═══ Document excerpt ═══
Tags: Buying | Votes | With | Taxpayer | Dollars

Buying Votes With Taxpayer Dollars

Wednesday, 09 May 2001 12:00 AM

Most of the counties in the Atlanta metro area have county chaplains. They officiate at some county functions, speak at services for slain firemen or police officers, offer counseling services to county employees, etc. In every county these chaplains are volunteers. Every county, that is, except one. That exception is Fulton County.

So, what's the story in Fulton County? In Fulton County the chaplains are paid. Paid with taxpayers' money. The four or five (there seems to be a disagreement on the number) full-time chaplains and their secretary cost the county taxpayers a cool $185,000 a year - more than $1 million in the last five years.

OK ... So how does this amount to vote buying?

Well - as I understand it, four of these chaplains in the Fulton County payroll are also pastors of huge black churches in Fulton County. The quid pro quo is easy to spot here. A certain cadre of Fulton County commissioners transfer large amounts of taxpayer funds into the pockets of these pastors, and these pastors exhort their faithful flock to cast the appropriate votes for their favorite commission candidates when election time rolls around.

Chaplains are volunteers in every metro county except Fulton. How long will the Fulton taxpayers put up with this nonsense?
═══ Record extracts ═══
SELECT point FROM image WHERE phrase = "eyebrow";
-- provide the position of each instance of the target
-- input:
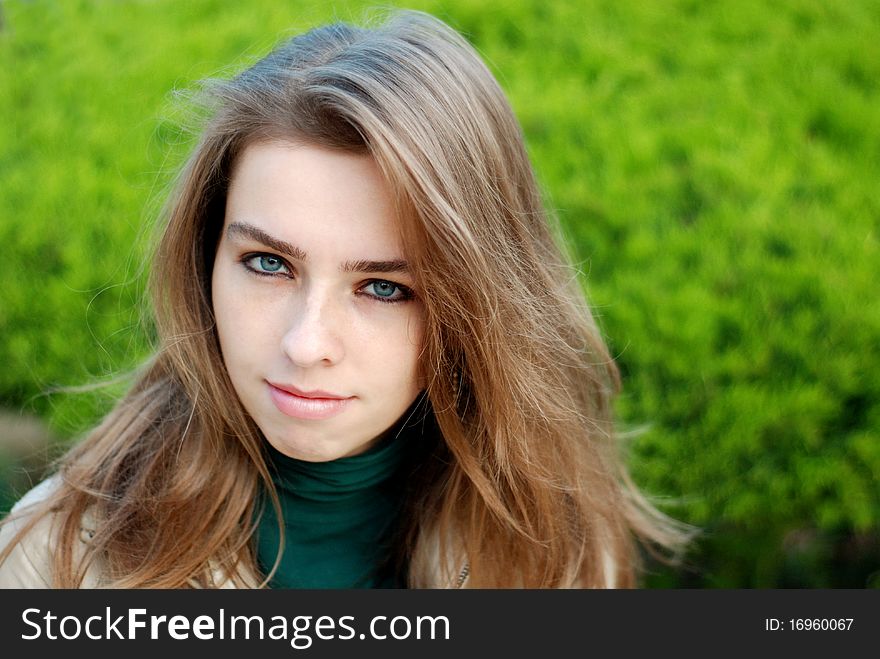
(358, 265)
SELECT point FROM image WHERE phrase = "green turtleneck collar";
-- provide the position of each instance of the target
(340, 517)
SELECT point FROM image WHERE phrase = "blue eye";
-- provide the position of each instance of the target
(387, 291)
(266, 264)
(383, 288)
(271, 263)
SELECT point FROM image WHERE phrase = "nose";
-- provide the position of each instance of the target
(314, 336)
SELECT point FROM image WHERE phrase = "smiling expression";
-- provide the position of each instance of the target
(319, 322)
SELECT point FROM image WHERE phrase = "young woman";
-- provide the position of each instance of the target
(375, 365)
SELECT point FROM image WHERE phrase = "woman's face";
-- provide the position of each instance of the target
(317, 317)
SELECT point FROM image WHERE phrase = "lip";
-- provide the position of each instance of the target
(300, 404)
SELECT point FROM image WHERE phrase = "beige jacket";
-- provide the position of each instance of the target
(29, 565)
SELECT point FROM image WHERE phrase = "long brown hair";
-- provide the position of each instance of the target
(527, 488)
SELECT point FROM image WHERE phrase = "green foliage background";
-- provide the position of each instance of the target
(715, 165)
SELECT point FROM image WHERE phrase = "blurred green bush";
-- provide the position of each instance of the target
(714, 164)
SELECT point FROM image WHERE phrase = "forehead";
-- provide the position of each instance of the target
(308, 194)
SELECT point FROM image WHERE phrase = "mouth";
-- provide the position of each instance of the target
(300, 404)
═══
_What the task requires:_ According to the article above on Fulton County chaplains, how much do the full-time chaplains and their secretary cost county taxpayers each year?

_Output:_ $185,000 a year.